13 releases

0.5.0 Nov 25, 2024
0.4.7 Jul 2, 2024
0.4.6 Apr 10, 2024
0.4.5 Nov 1, 2023
0.2.0 Jul 28, 2021

#75 in Compression

Download history 1030/week @ 2024-09-21 1040/week @ 2024-09-28 1108/week @ 2024-10-05 1251/week @ 2024-10-12 1072/week @ 2024-10-19 1290/week @ 2024-10-26 1223/week @ 2024-11-02 1223/week @ 2024-11-09 1184/week @ 2024-11-16 1191/week @ 2024-11-23 947/week @ 2024-11-30 1011/week @ 2024-12-07 820/week @ 2024-12-14 931/week @ 2024-12-21 1194/week @ 2024-12-28 1471/week @ 2025-01-04

4,501 downloads per month
Used in grenad

MIT license

1MB
3K SLoC

Grenad

License Crates.io Docs dependency status Build

Tools to sort, merge, write, and read immutable key-value pairs.


lib.rs:

This library provides tools to sort, merge, write, and read immutable key-value pairs. The entries in the grenad files are immutable and the only way to modify them is by creating a new file with the changes.

Features

You can define which compression schemes to support, there are currently a few available choices, these determine which types will be available inside the above modules:

If you need more performances you can enable the rayon feature that will enable a bunch of new settings like being able to make the Sorter sort in parallel.

Examples

Use the Writer and Reader structs

You can use the Writer struct to store key-value pairs into the specified std::io::Write type. The Reader type can then be used to read the entries.

The entries provided to the Writer struct must be given in lexicographic order.

use std::io::Cursor;

use grenad::{Reader, Writer};

let mut writer = Writer::memory();

// We insert our key-value pairs in lexicographic order.
writer.insert("first-counter", 119_u32.to_ne_bytes())?;
writer.insert("second-counter", 384_u32.to_ne_bytes())?;

// We create a reader from our writer.
let cursor = writer.into_inner().map(Cursor::new)?;
let mut cursor = Reader::new(cursor)?.into_cursor()?;

// We can see that the sum of u32s is valid here.
assert_eq!(cursor.move_on_next()?, Some((&b"first-counter"[..], &119_u32.to_ne_bytes()[..])));
assert_eq!(cursor.move_on_next()?, Some((&b"second-counter"[..], &384_u32.to_ne_bytes()[..])));
assert_eq!(cursor.move_on_next()?, None);

// We can also jum on any given entry.

[Position identification records]
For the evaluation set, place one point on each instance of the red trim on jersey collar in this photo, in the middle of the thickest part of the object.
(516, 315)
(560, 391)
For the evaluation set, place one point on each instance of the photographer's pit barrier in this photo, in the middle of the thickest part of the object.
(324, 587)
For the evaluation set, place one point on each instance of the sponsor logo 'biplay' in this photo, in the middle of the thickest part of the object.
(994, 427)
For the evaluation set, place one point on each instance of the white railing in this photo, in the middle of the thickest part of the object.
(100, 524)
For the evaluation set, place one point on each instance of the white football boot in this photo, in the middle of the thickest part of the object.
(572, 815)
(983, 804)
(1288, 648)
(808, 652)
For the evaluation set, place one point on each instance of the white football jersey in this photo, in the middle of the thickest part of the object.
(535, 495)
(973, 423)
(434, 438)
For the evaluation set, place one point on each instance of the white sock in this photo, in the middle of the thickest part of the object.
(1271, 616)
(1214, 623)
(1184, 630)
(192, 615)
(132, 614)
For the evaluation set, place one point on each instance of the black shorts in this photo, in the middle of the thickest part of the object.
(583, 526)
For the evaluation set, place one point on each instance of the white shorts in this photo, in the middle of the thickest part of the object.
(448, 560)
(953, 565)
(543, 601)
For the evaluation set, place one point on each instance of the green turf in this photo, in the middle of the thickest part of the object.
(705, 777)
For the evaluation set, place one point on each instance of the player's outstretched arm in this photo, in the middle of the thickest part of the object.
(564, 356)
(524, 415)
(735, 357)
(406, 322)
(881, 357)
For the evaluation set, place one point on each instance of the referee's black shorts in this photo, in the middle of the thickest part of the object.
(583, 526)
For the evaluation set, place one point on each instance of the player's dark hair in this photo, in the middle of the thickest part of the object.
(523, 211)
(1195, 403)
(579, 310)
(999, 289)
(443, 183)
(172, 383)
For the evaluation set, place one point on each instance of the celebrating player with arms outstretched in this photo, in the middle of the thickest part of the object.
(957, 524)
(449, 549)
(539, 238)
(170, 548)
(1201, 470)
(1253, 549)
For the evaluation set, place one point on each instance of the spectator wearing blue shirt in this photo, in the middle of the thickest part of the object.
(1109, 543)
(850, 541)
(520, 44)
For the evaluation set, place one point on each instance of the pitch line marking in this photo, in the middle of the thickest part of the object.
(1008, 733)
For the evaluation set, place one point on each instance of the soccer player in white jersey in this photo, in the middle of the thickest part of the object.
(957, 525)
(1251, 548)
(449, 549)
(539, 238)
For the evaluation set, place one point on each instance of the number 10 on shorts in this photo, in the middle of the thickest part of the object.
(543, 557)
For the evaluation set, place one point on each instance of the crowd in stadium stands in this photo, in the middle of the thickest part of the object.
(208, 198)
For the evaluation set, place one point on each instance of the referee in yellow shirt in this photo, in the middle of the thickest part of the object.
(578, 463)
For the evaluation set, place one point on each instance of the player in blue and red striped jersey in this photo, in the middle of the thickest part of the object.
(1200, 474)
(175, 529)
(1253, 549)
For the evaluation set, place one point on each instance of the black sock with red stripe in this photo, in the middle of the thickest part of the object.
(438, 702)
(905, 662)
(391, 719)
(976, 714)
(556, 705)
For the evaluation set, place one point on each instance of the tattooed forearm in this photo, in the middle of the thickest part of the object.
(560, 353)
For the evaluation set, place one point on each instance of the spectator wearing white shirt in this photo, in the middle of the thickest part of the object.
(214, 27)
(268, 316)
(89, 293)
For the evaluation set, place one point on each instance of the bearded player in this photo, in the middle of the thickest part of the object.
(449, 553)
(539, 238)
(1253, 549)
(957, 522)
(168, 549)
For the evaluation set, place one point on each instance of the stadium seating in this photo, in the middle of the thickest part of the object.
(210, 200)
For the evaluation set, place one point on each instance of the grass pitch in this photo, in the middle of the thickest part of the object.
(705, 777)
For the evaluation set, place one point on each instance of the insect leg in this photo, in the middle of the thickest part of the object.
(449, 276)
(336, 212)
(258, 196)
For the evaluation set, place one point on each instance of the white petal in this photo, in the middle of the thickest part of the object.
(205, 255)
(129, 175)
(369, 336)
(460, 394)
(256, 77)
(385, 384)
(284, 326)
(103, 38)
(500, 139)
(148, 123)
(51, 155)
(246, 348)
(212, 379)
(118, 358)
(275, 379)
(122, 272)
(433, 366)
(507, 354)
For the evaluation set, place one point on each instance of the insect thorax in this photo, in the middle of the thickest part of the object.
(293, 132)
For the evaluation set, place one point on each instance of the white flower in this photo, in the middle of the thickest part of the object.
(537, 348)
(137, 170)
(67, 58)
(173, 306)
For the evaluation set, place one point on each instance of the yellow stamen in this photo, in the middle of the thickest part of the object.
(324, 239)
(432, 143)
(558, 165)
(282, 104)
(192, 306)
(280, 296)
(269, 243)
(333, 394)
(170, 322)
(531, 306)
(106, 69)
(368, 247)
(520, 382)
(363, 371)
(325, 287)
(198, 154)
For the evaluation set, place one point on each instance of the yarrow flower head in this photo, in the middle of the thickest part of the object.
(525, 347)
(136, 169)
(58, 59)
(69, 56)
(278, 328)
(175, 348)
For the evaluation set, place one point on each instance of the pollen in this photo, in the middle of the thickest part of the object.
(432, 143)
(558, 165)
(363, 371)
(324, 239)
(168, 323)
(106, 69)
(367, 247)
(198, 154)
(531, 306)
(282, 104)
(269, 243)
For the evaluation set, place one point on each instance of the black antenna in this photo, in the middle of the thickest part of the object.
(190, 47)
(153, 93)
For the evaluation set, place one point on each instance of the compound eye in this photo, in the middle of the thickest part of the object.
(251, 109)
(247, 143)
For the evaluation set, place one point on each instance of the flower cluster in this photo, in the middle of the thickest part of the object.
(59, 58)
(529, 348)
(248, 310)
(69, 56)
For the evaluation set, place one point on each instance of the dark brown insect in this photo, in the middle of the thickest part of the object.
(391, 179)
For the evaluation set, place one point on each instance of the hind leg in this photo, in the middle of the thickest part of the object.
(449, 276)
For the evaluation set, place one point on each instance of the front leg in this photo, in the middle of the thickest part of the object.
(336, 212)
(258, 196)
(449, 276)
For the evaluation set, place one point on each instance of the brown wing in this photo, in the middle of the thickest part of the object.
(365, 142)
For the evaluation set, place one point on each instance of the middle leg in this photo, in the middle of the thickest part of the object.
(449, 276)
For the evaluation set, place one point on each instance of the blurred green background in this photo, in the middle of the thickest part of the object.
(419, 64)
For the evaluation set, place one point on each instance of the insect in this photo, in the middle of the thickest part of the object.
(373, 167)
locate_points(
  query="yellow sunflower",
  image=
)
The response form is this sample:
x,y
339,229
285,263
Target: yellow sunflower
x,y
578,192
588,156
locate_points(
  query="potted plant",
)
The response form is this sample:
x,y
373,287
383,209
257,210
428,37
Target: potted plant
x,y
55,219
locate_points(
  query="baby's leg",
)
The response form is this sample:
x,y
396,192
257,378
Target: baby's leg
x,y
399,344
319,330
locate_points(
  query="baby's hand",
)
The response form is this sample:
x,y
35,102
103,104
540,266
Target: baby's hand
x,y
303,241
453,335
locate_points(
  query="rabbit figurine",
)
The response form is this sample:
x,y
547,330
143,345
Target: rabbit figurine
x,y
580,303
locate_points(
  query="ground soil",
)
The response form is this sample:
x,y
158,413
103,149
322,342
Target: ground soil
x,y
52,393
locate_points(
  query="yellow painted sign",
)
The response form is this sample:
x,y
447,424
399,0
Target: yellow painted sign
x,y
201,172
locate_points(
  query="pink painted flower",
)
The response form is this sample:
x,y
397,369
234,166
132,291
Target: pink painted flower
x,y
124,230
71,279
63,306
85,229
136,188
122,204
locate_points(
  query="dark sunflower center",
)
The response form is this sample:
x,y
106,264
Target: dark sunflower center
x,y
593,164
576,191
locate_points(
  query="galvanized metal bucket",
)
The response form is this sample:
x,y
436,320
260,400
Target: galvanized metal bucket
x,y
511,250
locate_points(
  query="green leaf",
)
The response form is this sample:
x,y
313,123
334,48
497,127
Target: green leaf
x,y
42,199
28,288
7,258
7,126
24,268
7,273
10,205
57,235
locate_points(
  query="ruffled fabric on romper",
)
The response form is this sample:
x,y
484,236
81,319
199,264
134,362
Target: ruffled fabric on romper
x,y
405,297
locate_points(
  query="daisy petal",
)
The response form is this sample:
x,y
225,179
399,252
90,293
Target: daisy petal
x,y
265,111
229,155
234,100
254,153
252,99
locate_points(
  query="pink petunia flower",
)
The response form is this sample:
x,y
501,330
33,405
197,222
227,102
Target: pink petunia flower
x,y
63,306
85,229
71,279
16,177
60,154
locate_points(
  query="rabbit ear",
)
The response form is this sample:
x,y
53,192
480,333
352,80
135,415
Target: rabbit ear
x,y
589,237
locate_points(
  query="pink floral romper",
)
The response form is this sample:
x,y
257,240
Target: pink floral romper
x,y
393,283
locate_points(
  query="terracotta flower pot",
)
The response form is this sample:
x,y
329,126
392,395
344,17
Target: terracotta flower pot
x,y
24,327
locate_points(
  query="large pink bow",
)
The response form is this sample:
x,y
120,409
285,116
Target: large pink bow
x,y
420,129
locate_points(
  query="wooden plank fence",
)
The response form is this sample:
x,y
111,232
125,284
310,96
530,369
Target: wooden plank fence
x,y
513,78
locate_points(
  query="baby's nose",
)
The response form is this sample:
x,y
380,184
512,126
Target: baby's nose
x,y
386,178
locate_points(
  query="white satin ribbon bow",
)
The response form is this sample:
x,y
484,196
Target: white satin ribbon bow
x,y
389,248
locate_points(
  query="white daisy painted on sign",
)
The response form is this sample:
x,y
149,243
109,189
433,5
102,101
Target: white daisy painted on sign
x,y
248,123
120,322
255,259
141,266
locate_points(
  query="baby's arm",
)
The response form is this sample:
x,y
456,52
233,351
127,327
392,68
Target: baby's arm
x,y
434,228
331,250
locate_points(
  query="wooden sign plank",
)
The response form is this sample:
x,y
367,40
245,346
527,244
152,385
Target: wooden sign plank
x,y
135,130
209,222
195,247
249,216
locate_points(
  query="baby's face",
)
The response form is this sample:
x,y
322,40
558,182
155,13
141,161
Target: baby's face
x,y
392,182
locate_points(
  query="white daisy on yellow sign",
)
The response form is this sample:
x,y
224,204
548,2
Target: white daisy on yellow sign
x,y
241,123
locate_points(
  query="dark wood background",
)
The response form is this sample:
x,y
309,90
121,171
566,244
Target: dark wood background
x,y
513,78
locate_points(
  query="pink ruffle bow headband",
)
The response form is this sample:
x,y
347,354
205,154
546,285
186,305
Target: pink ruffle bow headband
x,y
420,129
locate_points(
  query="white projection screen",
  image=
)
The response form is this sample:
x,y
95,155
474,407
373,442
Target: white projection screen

## Tasks and exercises
[1] According to the grenad library page, in what order must entries be given to the Writer struct?
[2] Continue the grenad library page from the point where it stops.

## Answers to the exercises
[1] They must be given in lexicographic order.

[2]
assert_eq!(cursor.move_on_key_greater_than_or_equal_to("first")?, Some((&b"first-counter"[..], &119_u32.to_ne_bytes()[..])));
assert_eq!(cursor.move_on_key_equal_to("second-counter")?, Some((&b"second-counter"[..], &384_u32.to_ne_bytes()[..])));
assert_eq!(cursor.move_on_key_lower_than_or_equal_to("abracadabra")?, None);

Use the Merger struct

In this example we show how you can merge multiple Readers by using a merge function when a conflict is encountered.

The entries yielded by the Merger struct are returned in lexicographic order, a good way to write them back into a new Writer.

use std::array::TryFromSliceError;
use std::borrow::Cow;
use std::convert::TryInto;
use std::io::Cursor;

use grenad::{MergerBuilder, MergeFunction, Reader, Writer};

// This merge function:
//  - parses u32s from native-endian bytes,
//  - wrapping sums them and,
//  - outputs the result as native-endian bytes.
struct WrappingSumU32s;

impl MergeFunction for WrappingSumU32s {
    type Error = TryFromSliceError;

    fn merge<'a>(&self, key: &[u8], values: &[Cow<'a, [u8]>]) -> Result<Cow<'a, [u8]>, Self::Error> {
        let mut output: u32 = 0;
        for bytes in values.iter().map(AsRef::as_ref) {
            let num = bytes.try_into().map(u32::from_ne_bytes)?;
            output = output.wrapping_add(num);
        }
        Ok(Cow::Owned(output.to_ne_bytes().to_vec()))
    }
}

// We create our writers in memory to insert our key-value pairs.
let mut writera = Writer::memory();
let mut writerb = Writer::memory();
let mut writerc = Writer::memory();

// We insert our key-value pairs in lexicographic order
// and mix them between our writers.
writera.insert("first-counter", 32_u32.to_ne_bytes())?;
writera.insert("second-counter", 64_u32.to_ne_bytes())?;
writerb.insert("first-counter", 23_u32.to_ne_bytes())?;
writerb.insert("second-counter", 320_u32.to_ne_bytes())?;
writerc.insert("first-counter", 64_u32.to_ne_bytes())?;

// We create readers from our writers.
let cursora = writera.into_inner().map(Cursor::new)?;
let cursorb = writerb.into_inner().map(Cursor::new)?;
let cursorc = writerc.into_inner().map(Cursor::new)?;
let readera = Reader::new(cursora)?.into_cursor()?;
let readerb = Reader::new(cursorb)?.into_cursor()?;
let readerc = Reader::new(cursorc)?.into_cursor()?;

// We create a merger that will sum our u32s when necessary,
// and we add our readers to the list of readers to merge.
let merger_builder = MergerBuilder::new(WrappingSumU32s);
let merger = merger_builder.add(readera).add(readerb).add(readerc).build();

// We can iterate over the entries in key-order.
let mut iter = merger.into_stream_merger_iter()?;

// We can see that the sum of u32s is valid here.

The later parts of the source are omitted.